◆ **Listed records**
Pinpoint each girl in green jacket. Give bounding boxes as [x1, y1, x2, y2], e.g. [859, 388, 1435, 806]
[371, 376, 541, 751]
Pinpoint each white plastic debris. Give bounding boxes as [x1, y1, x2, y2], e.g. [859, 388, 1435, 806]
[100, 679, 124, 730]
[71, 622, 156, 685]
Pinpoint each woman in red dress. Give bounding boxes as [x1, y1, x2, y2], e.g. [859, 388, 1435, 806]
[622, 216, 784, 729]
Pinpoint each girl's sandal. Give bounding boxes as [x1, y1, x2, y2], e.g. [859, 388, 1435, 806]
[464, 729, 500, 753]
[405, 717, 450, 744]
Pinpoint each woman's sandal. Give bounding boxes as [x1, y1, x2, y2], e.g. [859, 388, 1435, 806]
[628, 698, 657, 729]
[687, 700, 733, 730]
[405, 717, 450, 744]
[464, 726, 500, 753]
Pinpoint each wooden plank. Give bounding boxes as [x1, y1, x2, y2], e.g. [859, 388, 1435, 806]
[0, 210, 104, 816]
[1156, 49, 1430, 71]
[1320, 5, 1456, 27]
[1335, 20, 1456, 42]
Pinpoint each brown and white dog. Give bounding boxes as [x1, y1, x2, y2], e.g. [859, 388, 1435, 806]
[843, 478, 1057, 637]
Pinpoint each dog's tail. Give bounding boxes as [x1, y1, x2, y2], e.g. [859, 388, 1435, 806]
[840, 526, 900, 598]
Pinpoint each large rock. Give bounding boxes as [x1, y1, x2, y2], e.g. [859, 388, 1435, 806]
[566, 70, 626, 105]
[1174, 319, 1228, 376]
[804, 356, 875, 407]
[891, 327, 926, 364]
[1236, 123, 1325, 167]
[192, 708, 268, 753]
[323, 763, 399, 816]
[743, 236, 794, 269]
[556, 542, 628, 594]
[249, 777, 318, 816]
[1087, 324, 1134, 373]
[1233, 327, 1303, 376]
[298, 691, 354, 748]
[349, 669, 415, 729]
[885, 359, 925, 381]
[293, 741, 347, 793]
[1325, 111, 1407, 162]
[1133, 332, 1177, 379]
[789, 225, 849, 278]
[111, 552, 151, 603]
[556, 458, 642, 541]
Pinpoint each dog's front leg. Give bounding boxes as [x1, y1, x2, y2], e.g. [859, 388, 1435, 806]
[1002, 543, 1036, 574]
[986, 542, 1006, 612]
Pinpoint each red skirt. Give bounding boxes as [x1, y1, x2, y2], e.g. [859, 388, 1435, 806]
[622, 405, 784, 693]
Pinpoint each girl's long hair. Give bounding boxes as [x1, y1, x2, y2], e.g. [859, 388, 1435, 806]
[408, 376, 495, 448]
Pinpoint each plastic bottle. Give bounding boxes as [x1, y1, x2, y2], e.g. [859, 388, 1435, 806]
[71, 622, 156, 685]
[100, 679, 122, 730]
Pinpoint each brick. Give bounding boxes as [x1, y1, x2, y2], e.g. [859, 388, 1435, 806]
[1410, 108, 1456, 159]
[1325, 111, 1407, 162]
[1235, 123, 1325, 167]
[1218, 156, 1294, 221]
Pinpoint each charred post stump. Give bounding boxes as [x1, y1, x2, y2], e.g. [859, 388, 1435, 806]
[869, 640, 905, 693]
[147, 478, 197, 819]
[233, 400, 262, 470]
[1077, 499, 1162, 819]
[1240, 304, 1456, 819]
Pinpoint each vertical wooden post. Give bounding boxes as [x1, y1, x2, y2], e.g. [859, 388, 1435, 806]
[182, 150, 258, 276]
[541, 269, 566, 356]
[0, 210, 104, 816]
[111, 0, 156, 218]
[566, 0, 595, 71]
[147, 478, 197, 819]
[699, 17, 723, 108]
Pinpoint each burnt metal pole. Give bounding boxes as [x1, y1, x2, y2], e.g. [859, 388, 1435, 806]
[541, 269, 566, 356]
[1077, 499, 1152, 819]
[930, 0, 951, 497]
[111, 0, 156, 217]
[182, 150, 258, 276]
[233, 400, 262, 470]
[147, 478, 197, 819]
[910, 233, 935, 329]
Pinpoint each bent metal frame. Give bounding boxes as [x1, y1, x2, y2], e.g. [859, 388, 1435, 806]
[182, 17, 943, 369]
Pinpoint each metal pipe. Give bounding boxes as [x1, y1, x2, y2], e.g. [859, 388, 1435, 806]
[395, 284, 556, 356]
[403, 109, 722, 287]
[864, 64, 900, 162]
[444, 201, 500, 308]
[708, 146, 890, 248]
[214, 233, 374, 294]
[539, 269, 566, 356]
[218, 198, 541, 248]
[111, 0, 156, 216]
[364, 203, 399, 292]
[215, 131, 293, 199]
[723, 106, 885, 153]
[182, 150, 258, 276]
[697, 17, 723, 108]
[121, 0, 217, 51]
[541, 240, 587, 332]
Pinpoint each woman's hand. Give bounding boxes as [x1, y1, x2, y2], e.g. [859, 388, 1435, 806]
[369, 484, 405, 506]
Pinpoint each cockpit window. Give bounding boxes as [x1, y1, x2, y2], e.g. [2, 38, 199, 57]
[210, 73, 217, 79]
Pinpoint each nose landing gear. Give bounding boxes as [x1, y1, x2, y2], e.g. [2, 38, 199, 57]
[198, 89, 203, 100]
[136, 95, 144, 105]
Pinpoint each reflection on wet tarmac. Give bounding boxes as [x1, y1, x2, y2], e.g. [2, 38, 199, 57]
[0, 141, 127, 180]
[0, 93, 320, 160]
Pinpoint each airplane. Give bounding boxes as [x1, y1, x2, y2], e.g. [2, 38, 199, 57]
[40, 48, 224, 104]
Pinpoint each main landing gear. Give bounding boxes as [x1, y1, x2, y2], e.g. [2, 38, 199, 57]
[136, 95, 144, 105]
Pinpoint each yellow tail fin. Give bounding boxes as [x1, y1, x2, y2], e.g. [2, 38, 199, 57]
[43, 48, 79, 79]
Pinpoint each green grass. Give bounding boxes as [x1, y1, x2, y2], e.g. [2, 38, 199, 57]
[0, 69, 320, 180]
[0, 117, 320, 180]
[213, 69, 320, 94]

◆ **Problem details**
Please format these lines as a JSON list of strings, one string per line and no blank lines: begin at the line that contains "Pinpoint each vertical" and stop after the line that contains "[182, 17, 943, 369]", with both of those lines included.

◆ **Task result**
[
  "Pinpoint each vertical wooden post. Give bounding boxes as [x1, y1, x2, y2], e.g. [859, 388, 1435, 806]",
  "[182, 150, 258, 276]",
  "[541, 269, 566, 356]",
  "[0, 210, 104, 816]",
  "[111, 0, 156, 218]",
  "[566, 0, 595, 71]",
  "[147, 478, 197, 819]",
  "[699, 17, 723, 108]",
  "Pinpoint each burnt metal pole. Give bounding boxes as [x1, y1, x2, y2], e.g. [859, 388, 1435, 806]",
  "[541, 269, 566, 356]",
  "[1077, 499, 1152, 819]",
  "[930, 0, 951, 497]",
  "[111, 0, 156, 217]",
  "[182, 150, 258, 276]",
  "[233, 400, 262, 470]",
  "[147, 478, 197, 819]",
  "[910, 233, 935, 329]",
  "Pinpoint each bent metal frame. Give bounding boxes as [x1, y1, x2, y2], e.g. [859, 388, 1435, 806]",
  "[182, 17, 943, 369]"
]